Job
Pick out and copy each line in the rows below that contains the string "ridge". Case counts.

----- Input records -----

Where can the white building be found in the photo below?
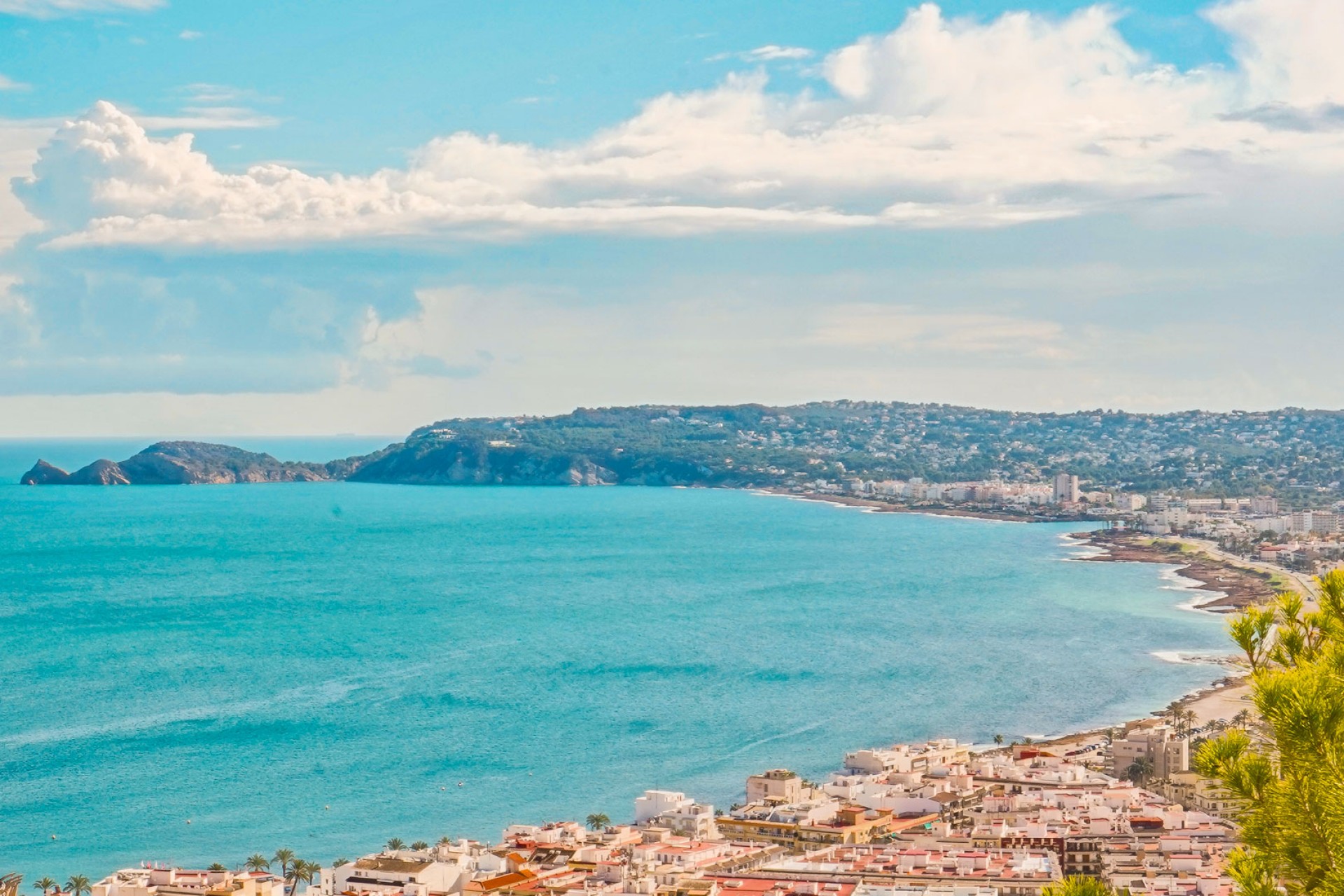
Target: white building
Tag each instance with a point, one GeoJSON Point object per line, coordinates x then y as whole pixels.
{"type": "Point", "coordinates": [178, 881]}
{"type": "Point", "coordinates": [1167, 752]}
{"type": "Point", "coordinates": [407, 872]}
{"type": "Point", "coordinates": [675, 812]}
{"type": "Point", "coordinates": [1066, 489]}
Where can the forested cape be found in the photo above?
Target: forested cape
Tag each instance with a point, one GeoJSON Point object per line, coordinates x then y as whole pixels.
{"type": "Point", "coordinates": [1285, 451]}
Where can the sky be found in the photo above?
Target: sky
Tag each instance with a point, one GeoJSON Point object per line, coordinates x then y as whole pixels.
{"type": "Point", "coordinates": [359, 216]}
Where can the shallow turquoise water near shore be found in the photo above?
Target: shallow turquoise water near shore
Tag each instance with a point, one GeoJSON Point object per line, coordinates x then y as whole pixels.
{"type": "Point", "coordinates": [318, 666]}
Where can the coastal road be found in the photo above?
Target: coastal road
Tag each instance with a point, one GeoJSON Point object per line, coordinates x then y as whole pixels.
{"type": "Point", "coordinates": [1304, 583]}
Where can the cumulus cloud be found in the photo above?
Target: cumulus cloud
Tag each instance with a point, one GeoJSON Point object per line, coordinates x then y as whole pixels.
{"type": "Point", "coordinates": [51, 8]}
{"type": "Point", "coordinates": [769, 52]}
{"type": "Point", "coordinates": [960, 333]}
{"type": "Point", "coordinates": [942, 122]}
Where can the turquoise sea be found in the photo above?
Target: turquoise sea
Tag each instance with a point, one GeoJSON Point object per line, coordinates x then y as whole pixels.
{"type": "Point", "coordinates": [319, 666]}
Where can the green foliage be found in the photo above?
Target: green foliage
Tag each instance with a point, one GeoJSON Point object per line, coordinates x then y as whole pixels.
{"type": "Point", "coordinates": [1287, 773]}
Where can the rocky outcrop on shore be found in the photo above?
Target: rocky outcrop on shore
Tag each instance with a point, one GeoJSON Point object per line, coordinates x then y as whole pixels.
{"type": "Point", "coordinates": [1236, 587]}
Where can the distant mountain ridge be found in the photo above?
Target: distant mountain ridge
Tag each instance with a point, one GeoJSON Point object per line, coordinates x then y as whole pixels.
{"type": "Point", "coordinates": [1289, 450]}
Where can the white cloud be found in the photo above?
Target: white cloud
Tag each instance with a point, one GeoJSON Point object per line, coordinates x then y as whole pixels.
{"type": "Point", "coordinates": [769, 52]}
{"type": "Point", "coordinates": [19, 146]}
{"type": "Point", "coordinates": [937, 124]}
{"type": "Point", "coordinates": [51, 8]}
{"type": "Point", "coordinates": [772, 52]}
{"type": "Point", "coordinates": [209, 118]}
{"type": "Point", "coordinates": [885, 327]}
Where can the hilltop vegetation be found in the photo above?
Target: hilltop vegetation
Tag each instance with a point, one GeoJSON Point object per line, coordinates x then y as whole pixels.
{"type": "Point", "coordinates": [1288, 451]}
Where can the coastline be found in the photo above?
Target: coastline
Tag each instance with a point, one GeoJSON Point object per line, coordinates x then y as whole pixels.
{"type": "Point", "coordinates": [876, 505]}
{"type": "Point", "coordinates": [1221, 700]}
{"type": "Point", "coordinates": [1231, 587]}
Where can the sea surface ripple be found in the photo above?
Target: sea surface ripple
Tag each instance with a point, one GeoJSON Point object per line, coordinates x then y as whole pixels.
{"type": "Point", "coordinates": [319, 666]}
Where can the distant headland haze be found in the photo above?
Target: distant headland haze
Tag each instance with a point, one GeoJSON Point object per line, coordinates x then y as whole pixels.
{"type": "Point", "coordinates": [1287, 451]}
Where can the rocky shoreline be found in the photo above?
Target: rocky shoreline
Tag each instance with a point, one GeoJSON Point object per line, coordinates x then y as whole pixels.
{"type": "Point", "coordinates": [889, 507]}
{"type": "Point", "coordinates": [1236, 587]}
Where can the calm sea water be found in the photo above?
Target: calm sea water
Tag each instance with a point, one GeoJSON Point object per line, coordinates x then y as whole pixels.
{"type": "Point", "coordinates": [320, 666]}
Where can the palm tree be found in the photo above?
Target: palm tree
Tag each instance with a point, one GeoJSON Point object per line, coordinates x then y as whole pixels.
{"type": "Point", "coordinates": [1285, 786]}
{"type": "Point", "coordinates": [1077, 886]}
{"type": "Point", "coordinates": [1140, 770]}
{"type": "Point", "coordinates": [284, 858]}
{"type": "Point", "coordinates": [300, 872]}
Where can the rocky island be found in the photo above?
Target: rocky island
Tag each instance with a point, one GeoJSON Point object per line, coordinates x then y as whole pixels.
{"type": "Point", "coordinates": [185, 464]}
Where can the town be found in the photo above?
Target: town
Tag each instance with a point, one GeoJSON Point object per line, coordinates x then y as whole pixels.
{"type": "Point", "coordinates": [940, 818]}
{"type": "Point", "coordinates": [1257, 528]}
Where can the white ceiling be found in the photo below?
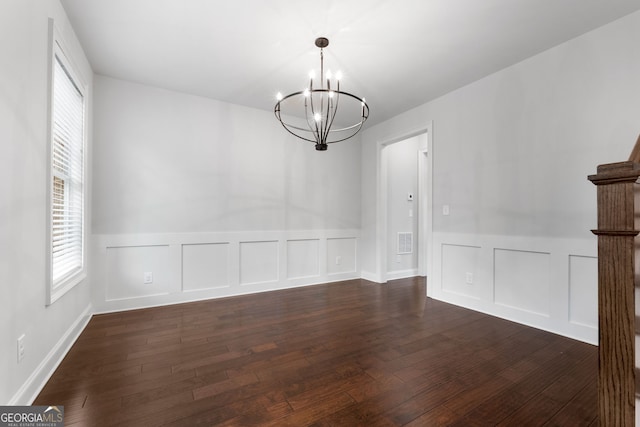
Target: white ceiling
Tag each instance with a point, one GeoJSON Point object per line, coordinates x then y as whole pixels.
{"type": "Point", "coordinates": [396, 53]}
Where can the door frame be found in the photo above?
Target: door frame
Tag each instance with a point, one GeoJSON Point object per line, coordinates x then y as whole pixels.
{"type": "Point", "coordinates": [425, 208]}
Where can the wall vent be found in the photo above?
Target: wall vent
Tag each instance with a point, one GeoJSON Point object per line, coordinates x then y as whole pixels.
{"type": "Point", "coordinates": [405, 243]}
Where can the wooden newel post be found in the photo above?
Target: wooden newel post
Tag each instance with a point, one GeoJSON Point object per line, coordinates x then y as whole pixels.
{"type": "Point", "coordinates": [618, 202]}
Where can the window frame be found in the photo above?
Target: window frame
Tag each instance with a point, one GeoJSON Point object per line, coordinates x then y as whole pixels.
{"type": "Point", "coordinates": [58, 52]}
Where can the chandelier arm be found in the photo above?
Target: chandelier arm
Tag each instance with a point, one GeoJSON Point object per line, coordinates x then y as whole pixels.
{"type": "Point", "coordinates": [312, 124]}
{"type": "Point", "coordinates": [335, 110]}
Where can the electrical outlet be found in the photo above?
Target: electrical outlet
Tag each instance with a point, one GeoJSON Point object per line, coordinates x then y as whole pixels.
{"type": "Point", "coordinates": [20, 348]}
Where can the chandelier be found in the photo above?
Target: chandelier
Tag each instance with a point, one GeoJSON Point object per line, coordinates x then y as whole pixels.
{"type": "Point", "coordinates": [312, 114]}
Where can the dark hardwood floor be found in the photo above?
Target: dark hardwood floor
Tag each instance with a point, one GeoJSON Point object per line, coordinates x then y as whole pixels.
{"type": "Point", "coordinates": [352, 353]}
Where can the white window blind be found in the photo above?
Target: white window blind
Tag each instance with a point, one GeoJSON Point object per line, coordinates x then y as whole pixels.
{"type": "Point", "coordinates": [67, 176]}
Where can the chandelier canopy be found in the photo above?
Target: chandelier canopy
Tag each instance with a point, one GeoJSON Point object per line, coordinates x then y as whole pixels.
{"type": "Point", "coordinates": [312, 114]}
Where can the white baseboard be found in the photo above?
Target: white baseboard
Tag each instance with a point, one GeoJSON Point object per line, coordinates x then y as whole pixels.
{"type": "Point", "coordinates": [372, 277]}
{"type": "Point", "coordinates": [402, 274]}
{"type": "Point", "coordinates": [37, 380]}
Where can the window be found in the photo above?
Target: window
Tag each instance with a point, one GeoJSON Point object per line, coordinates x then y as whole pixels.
{"type": "Point", "coordinates": [67, 199]}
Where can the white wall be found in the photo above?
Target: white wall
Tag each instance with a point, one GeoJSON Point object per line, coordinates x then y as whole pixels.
{"type": "Point", "coordinates": [24, 45]}
{"type": "Point", "coordinates": [511, 155]}
{"type": "Point", "coordinates": [215, 198]}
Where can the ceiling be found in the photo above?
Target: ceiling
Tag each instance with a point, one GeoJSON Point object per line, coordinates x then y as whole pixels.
{"type": "Point", "coordinates": [396, 53]}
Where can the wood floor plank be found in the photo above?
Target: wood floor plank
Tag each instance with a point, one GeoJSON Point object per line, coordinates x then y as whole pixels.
{"type": "Point", "coordinates": [350, 353]}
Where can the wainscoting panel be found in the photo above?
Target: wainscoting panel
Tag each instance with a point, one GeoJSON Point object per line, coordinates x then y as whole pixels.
{"type": "Point", "coordinates": [205, 266]}
{"type": "Point", "coordinates": [583, 290]}
{"type": "Point", "coordinates": [258, 262]}
{"type": "Point", "coordinates": [460, 272]}
{"type": "Point", "coordinates": [196, 266]}
{"type": "Point", "coordinates": [341, 256]}
{"type": "Point", "coordinates": [522, 280]}
{"type": "Point", "coordinates": [126, 268]}
{"type": "Point", "coordinates": [548, 283]}
{"type": "Point", "coordinates": [303, 258]}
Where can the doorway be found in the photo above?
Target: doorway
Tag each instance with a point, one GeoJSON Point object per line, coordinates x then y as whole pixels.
{"type": "Point", "coordinates": [420, 207]}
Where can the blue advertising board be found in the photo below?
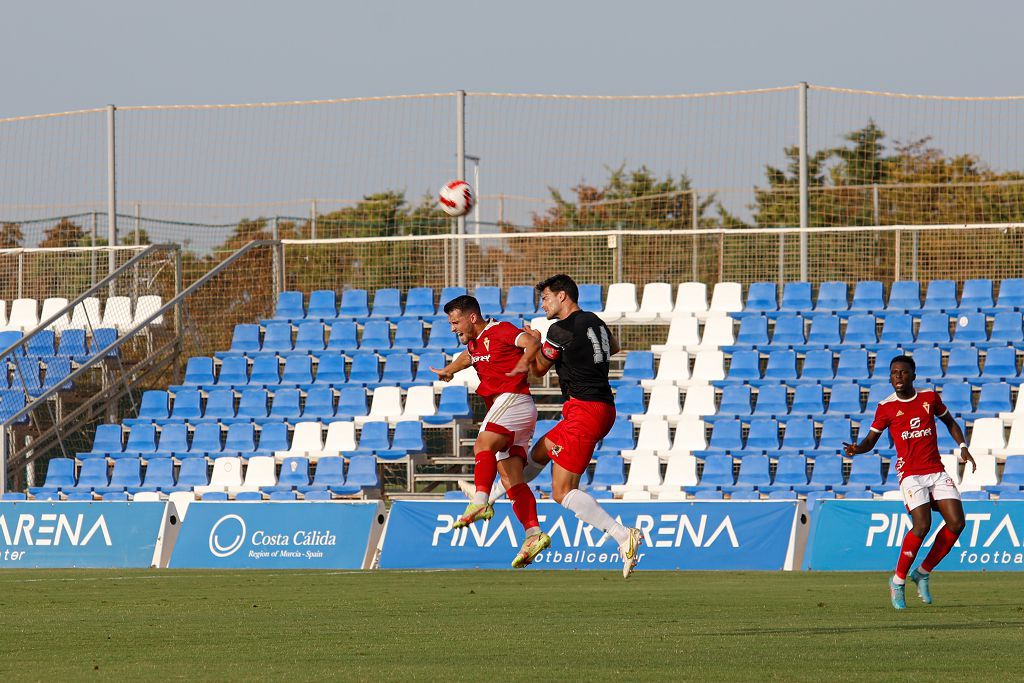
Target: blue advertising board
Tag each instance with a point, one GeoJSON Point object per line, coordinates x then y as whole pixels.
{"type": "Point", "coordinates": [80, 535]}
{"type": "Point", "coordinates": [677, 536]}
{"type": "Point", "coordinates": [866, 536]}
{"type": "Point", "coordinates": [278, 536]}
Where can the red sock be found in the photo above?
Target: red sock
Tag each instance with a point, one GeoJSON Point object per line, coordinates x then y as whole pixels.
{"type": "Point", "coordinates": [523, 505]}
{"type": "Point", "coordinates": [944, 541]}
{"type": "Point", "coordinates": [911, 544]}
{"type": "Point", "coordinates": [485, 471]}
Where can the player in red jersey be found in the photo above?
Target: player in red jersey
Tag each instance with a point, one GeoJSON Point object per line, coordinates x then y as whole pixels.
{"type": "Point", "coordinates": [910, 415]}
{"type": "Point", "coordinates": [579, 346]}
{"type": "Point", "coordinates": [501, 353]}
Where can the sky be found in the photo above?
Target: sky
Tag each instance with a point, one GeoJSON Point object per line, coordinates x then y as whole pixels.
{"type": "Point", "coordinates": [71, 54]}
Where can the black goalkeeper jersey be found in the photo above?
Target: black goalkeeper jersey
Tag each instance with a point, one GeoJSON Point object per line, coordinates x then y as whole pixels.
{"type": "Point", "coordinates": [580, 347]}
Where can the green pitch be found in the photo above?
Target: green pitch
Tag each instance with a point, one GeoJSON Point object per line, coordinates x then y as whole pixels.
{"type": "Point", "coordinates": [504, 626]}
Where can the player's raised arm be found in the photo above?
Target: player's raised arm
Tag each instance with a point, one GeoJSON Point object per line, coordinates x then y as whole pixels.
{"type": "Point", "coordinates": [461, 361]}
{"type": "Point", "coordinates": [957, 434]}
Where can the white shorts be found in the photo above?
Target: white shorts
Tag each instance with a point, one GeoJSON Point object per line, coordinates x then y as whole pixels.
{"type": "Point", "coordinates": [515, 416]}
{"type": "Point", "coordinates": [921, 489]}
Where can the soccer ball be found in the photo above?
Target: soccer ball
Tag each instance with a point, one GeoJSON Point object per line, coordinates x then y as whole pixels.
{"type": "Point", "coordinates": [456, 199]}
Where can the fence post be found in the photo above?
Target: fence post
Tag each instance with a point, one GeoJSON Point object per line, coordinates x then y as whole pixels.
{"type": "Point", "coordinates": [802, 139]}
{"type": "Point", "coordinates": [460, 153]}
{"type": "Point", "coordinates": [112, 215]}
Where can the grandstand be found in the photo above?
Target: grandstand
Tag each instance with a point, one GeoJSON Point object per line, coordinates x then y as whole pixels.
{"type": "Point", "coordinates": [748, 394]}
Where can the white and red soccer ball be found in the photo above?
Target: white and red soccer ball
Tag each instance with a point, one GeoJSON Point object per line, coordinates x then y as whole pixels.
{"type": "Point", "coordinates": [456, 199]}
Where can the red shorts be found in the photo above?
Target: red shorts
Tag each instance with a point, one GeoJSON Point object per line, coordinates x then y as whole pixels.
{"type": "Point", "coordinates": [574, 437]}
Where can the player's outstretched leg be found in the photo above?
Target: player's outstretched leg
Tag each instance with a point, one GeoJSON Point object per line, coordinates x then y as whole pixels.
{"type": "Point", "coordinates": [921, 580]}
{"type": "Point", "coordinates": [897, 594]}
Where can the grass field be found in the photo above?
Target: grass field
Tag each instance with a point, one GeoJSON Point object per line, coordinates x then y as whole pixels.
{"type": "Point", "coordinates": [584, 626]}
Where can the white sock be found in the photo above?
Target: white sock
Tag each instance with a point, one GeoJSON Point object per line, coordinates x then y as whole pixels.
{"type": "Point", "coordinates": [529, 473]}
{"type": "Point", "coordinates": [587, 510]}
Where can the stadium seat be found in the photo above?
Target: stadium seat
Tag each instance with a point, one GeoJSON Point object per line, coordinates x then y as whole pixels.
{"type": "Point", "coordinates": [387, 303]}
{"type": "Point", "coordinates": [833, 297]}
{"type": "Point", "coordinates": [420, 303]}
{"type": "Point", "coordinates": [941, 295]}
{"type": "Point", "coordinates": [654, 304]}
{"type": "Point", "coordinates": [691, 300]}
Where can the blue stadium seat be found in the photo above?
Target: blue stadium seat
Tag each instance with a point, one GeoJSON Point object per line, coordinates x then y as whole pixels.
{"type": "Point", "coordinates": [609, 471]}
{"type": "Point", "coordinates": [791, 471]}
{"type": "Point", "coordinates": [772, 401]}
{"type": "Point", "coordinates": [736, 401]}
{"type": "Point", "coordinates": [904, 296]}
{"type": "Point", "coordinates": [808, 400]}
{"type": "Point", "coordinates": [409, 336]}
{"type": "Point", "coordinates": [361, 473]}
{"type": "Point", "coordinates": [342, 337]}
{"type": "Point", "coordinates": [309, 339]}
{"type": "Point", "coordinates": [994, 398]}
{"type": "Point", "coordinates": [420, 303]}
{"type": "Point", "coordinates": [818, 368]}
{"type": "Point", "coordinates": [1011, 294]}
{"type": "Point", "coordinates": [1007, 330]}
{"type": "Point", "coordinates": [861, 330]}
{"type": "Point", "coordinates": [489, 299]}
{"type": "Point", "coordinates": [42, 343]}
{"type": "Point", "coordinates": [844, 399]}
{"type": "Point", "coordinates": [833, 297]}
{"type": "Point", "coordinates": [796, 298]}
{"type": "Point", "coordinates": [591, 298]}
{"type": "Point", "coordinates": [206, 441]}
{"type": "Point", "coordinates": [365, 370]}
{"type": "Point", "coordinates": [941, 295]}
{"type": "Point", "coordinates": [173, 438]}
{"type": "Point", "coordinates": [1000, 366]}
{"type": "Point", "coordinates": [799, 436]}
{"type": "Point", "coordinates": [788, 331]}
{"type": "Point", "coordinates": [72, 345]}
{"type": "Point", "coordinates": [977, 296]}
{"type": "Point", "coordinates": [245, 339]}
{"type": "Point", "coordinates": [354, 304]}
{"type": "Point", "coordinates": [629, 399]}
{"type": "Point", "coordinates": [717, 473]}
{"type": "Point", "coordinates": [252, 407]}
{"type": "Point", "coordinates": [639, 366]}
{"type": "Point", "coordinates": [331, 371]}
{"type": "Point", "coordinates": [323, 305]}
{"type": "Point", "coordinates": [520, 301]}
{"type": "Point", "coordinates": [265, 372]}
{"type": "Point", "coordinates": [240, 442]}
{"type": "Point", "coordinates": [298, 372]}
{"type": "Point", "coordinates": [56, 369]}
{"type": "Point", "coordinates": [397, 370]}
{"type": "Point", "coordinates": [290, 306]}
{"type": "Point", "coordinates": [387, 303]}
{"type": "Point", "coordinates": [285, 406]}
{"type": "Point", "coordinates": [956, 396]}
{"type": "Point", "coordinates": [867, 297]}
{"type": "Point", "coordinates": [827, 473]}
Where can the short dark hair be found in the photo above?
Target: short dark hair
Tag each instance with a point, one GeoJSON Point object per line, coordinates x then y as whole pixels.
{"type": "Point", "coordinates": [560, 283]}
{"type": "Point", "coordinates": [904, 358]}
{"type": "Point", "coordinates": [465, 303]}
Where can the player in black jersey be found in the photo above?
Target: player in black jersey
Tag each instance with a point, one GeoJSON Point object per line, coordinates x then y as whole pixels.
{"type": "Point", "coordinates": [579, 346]}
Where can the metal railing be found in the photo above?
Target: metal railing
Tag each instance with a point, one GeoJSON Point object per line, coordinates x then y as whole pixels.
{"type": "Point", "coordinates": [155, 347]}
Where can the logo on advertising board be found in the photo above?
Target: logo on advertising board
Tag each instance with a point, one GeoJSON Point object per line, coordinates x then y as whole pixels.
{"type": "Point", "coordinates": [274, 535]}
{"type": "Point", "coordinates": [55, 535]}
{"type": "Point", "coordinates": [867, 535]}
{"type": "Point", "coordinates": [420, 534]}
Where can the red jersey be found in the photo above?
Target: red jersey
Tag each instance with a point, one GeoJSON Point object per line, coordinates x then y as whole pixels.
{"type": "Point", "coordinates": [494, 352]}
{"type": "Point", "coordinates": [911, 425]}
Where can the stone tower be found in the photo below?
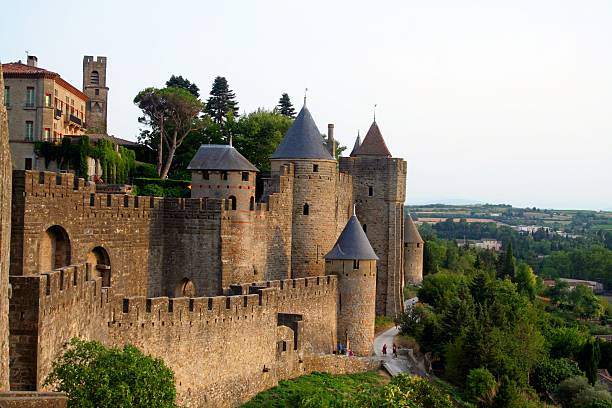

-----

In response
Where can the distant mountain ridge be found in the photo above?
Target: distant mountain ridge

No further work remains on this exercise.